Information shown section start
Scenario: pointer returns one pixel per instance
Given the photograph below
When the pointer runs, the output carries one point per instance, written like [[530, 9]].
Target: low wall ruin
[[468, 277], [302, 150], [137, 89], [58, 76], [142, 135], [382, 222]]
Information shown section end
**Exercise requirements**
A line counts if it includes the string "pointer". State how many such lines the entries have, with no other text.

**Written reply**
2